***** Página *****

Tenho andado a pensar em dizer quais são os melhores blogs do nosso país, mas depois acho que tenho que ler sempre os novos que aparecem e perco-me com tanta informação... Mas ainda hei-de fazer o meu topeténe, hei-de, hei-de!
Pronto, amigos, já disse muitas coisas novas sobre o meu mundo, “o mundo de Alice no país das maravilhas”! Agora vou lanchar um iogurte líquido e pão integral, que eu quero manter a linha para quando chegar a modelo internacional. Ah, é verdade! Ontem, a minha mãe comprou daquele chocolate de pôr no pão. Vou ver se ainda há, antes que o meu irmão o esconda para comer durante a noite!
Chau amigos! Usem protector solar e bebam muita água, ok? É preciso cuidar da pele!
E à noite, nos calcanhares, joelhos e cotovelos, muito creme Nivea da latinha azul, ok? E não liguem se os lençóis se colarem! É sinal que hidrataram a pele! Durmam bem!
Se eu puder, amanhã apareço por aqui, ok? Gosto muito de vocês todos! Chuáque!
terça-feira, agosto 05, 2003
Olá, colegas da blogosfera!
Hoje viemos mais cedo da praia e muito antes da hora do almoço por causa do buraco do ozono! Ele é muito perigoso! Como somos todos branquinhos de pele, temos de fugir do sol, senão apanhamos cancro de pele, ah pois é! (O cancro de pele “apanha-se”? Será que ele anda assim no ar e depois nos cai em cima como uma nuvem de pó? E depois, será que apanha vários ao mesmo tempo ou só atinge os mais despidos? Não percebi isso do “apanhar” naquelas frases de um senhor que é jornalista e que o outro senhor que é político gabou: “Ainda há homens assim!” Assim como? Jornalistas? Que sabem que vão morrer? Que gostam da liberdade? (Eu sei essas coisas todas, só não sou é jornalista, pois é, sou pequena...)
Já toda a família tomou banho e está pronta para outra tarde de conversa nas traseiras da casa. Eu esperei que o meu tio Zé afixasse os posts no blog dele e lesse os dos outros todos que ele costuma ler. Ele fartou-se de dar murros na mesa, coitado do tio Zé... Diz que isto é nojento e « retrata bem o país idiota que temos » , que não importa se fazemos coisas boas, o que importa é termos amigos que nos apresentem à sociedade. « Parece o baile de debutantes da Casa da Áustria! », dizia ele. Eu quis perguntar o que era isso, mas ele estava tão bera que nem me deixou tentar... Ele foi dizendo o que achava da blogolândia e eu, sem ele saber, vou falar disso aqui para ver se os outros adultos desta esfera reparam mais nas figuras de urso ártico que fazem às vezes... Então eu vou explicar a razão das dores de estômago do tio Zé nestas férias grandes. Acho que não perdi nada do que ele disse, porque escrevi só as palavras-chave, como nos jogos de palavras com os meus primos e depois, fiquei muito atenta, a tentar perceber de que falava ele entre os murros na mesa.

*****

## Tarefa
Continua o texto do blog, começando logo a seguir à última frase. As linhas que aparecem depois são material à parte, sem ligação ao texto do blog.

***** Dados registados *****

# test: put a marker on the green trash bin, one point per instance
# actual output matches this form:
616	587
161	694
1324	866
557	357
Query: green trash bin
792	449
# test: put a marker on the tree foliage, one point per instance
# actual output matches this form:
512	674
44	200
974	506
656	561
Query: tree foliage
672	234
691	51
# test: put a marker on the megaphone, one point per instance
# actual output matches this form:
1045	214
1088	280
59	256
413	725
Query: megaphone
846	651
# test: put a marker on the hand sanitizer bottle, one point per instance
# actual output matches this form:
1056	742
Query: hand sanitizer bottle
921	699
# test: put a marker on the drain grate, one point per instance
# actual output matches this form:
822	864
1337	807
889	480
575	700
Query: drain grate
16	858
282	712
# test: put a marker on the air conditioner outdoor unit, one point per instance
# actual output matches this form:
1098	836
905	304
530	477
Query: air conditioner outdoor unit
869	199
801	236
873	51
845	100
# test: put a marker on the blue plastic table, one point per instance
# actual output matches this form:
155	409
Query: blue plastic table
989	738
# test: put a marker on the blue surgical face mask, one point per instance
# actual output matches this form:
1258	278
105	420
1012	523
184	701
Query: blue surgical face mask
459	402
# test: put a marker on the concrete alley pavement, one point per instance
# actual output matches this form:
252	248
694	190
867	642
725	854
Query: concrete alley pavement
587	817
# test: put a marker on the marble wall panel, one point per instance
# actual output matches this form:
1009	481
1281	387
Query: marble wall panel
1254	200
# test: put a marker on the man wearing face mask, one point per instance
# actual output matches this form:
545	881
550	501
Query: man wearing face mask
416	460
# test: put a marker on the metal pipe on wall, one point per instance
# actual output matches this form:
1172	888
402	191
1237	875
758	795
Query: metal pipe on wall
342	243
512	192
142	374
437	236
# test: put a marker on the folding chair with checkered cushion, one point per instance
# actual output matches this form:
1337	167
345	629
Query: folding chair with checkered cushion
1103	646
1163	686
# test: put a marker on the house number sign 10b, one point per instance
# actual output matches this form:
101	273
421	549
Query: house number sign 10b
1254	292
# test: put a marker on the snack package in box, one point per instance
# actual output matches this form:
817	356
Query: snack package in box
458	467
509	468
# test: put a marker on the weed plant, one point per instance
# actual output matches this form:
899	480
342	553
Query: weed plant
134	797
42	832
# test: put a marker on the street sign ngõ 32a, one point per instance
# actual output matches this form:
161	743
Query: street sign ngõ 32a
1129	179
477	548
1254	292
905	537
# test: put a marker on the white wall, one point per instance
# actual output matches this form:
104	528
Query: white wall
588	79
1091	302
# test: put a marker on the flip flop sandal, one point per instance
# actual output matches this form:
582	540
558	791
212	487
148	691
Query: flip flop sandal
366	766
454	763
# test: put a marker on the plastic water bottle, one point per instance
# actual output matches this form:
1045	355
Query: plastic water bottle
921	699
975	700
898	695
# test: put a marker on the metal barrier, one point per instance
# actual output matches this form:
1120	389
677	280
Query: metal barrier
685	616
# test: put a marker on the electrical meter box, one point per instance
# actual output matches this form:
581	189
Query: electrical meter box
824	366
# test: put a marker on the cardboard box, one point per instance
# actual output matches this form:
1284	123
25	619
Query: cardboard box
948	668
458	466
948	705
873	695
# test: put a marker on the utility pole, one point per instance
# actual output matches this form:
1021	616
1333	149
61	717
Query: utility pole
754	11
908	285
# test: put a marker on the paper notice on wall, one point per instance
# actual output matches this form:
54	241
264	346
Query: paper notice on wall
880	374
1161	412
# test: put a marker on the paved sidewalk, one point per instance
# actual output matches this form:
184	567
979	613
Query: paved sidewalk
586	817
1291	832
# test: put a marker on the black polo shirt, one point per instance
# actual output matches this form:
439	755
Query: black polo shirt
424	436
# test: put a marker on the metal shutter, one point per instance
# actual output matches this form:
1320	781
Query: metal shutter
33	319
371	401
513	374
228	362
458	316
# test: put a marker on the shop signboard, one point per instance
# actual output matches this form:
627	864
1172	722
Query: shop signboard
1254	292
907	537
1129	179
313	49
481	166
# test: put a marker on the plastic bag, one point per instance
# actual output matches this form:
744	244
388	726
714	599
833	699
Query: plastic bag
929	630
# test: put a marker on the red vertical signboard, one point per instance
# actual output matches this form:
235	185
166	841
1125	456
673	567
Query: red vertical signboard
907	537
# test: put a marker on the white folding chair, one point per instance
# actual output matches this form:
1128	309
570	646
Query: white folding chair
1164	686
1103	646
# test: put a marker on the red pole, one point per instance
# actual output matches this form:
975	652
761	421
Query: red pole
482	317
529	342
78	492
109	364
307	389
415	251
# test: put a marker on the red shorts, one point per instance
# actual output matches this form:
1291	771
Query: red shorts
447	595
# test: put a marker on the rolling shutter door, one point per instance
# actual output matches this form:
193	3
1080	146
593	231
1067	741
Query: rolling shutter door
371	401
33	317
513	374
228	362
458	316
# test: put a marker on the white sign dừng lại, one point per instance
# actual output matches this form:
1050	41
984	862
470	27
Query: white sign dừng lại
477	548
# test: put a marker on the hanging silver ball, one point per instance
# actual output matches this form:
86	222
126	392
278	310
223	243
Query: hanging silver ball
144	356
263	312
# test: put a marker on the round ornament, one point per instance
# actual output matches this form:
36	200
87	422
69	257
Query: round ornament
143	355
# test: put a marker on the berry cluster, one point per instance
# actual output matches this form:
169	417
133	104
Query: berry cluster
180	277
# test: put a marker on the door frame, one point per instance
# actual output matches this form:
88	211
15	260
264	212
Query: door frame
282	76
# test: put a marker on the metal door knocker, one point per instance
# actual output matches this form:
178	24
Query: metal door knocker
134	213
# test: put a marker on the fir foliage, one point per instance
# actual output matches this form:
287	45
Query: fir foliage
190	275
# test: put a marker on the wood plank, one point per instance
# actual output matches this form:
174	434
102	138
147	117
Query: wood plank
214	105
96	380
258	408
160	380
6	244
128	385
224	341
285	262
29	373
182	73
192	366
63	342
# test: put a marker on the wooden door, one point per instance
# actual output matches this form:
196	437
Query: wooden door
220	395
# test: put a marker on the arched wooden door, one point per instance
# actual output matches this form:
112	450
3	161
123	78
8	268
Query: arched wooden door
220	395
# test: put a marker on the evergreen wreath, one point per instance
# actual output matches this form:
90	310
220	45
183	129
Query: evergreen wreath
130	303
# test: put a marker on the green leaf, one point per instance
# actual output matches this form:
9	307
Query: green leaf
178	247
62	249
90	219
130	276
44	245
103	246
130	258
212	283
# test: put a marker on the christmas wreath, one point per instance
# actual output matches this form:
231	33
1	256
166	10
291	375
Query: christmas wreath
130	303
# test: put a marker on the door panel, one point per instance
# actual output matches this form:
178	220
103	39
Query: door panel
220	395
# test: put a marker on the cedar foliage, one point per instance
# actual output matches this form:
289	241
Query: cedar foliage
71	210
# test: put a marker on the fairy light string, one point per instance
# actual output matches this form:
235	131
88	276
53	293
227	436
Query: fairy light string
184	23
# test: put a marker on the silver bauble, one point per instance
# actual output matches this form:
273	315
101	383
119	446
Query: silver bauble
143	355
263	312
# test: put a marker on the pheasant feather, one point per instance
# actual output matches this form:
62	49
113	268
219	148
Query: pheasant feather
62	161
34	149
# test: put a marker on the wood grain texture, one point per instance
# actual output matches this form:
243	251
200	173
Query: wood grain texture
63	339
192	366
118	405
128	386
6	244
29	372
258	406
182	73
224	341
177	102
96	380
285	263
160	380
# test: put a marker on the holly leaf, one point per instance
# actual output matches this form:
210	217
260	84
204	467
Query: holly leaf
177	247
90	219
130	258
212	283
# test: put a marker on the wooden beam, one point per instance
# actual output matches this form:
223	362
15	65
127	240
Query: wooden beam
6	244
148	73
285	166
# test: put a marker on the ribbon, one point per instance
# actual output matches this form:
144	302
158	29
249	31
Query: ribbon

*****

## Resposta
Primeiramente: o tio Zé é um rapaz muito orgulhoso e decidiu há muito tempo apagar o contador de visitas do blog e a namorada dele, a Nani, fez igual. Depois, um mocinho que lia os posts da Nani e se derretia por ela, estava-se logo a ver, decidiu fazer o mesmo: copiar a coragem dos outros. Vai daí, o tio Zé confirmou: teve a certeza de que os poemas que o outro escrevia eram para a Nani, até porque ele escreve e põe os smileys a piscar o olho e segue tudo o que ela escreve, usa os mesmos temas e depois finge que escreveu aquilo há dois ou três anos... Depois, aparece com umas coisas muito futuristas, cheias de fúria, “como se a palavra poesia fosse invenção dele” (isto é o que grita o tio Zé sempre que dá um murro na mesa). Então agora, umas senhorecas muito vaidosas que escrevem uns posts noutro blog decidiram gabar o mocinho por ele ter sido um herói e ainda por cima, dizem que o tal escreve bem (!), quando o tio Zé diz que “ele dá graves erros de ortografia, de sintaxe e até de semântica” (esta última, ainda não aprendi na escola o que quer dizer, mas não faz mal que o tio Zé tinha 19 a Língua Portuguesa e eu sei que ele sabe muito disso!)! Ora então, o tio Zé disse à Nani : « - Vês, Nani, tu pensas que este meio é de gente inteligente e bem intencionada, que até lê umas coisas, que dá o devido valor a quem o tem, mas enganas-te e dou-te exemplos: só gabam quem lhes escreve mails a gabar o que eles próprios fazem, sempre que alguém discorda um milímetro (foi essa a palavra, milímetro) do que dizem e se tinham linkado (eu gosto desta palavra nova, é bué gira!) o teu blog, retiram-no logo, ficam ressabiados, democracia e liberdade de expressão, uma ova! (disse ele, já mesmo muito enervado e a Nani ia dizendo: « - Tem calma Zé, relativiza isso... »), e depois (continuava ele), ignoram ostensabiamente...? ostensóriom... (esta tive de ir ver no dicionário, mas depois, perdi-me...) o que quer que escrevas mesmo que valha diamantes: não és “amigalhaço”, claro! A cartilha é de outra cor, pensam eles! ». A Nani dizia que sim e ia fazendo festinhas no braço do tio Zé, enquanto eu suava para escrever debaixo da mesa quase tudo o que ele dizia para depois não me esquecer de dizer aqui, que quem faz mal ao meu tio Zé, faz-me mal a mim!
(Agora vou reler o que escrevi, porque estou perdida nos argumentos do tio Zé... Eu já continuo, ok, amigos?... Ah, pois, era isso...)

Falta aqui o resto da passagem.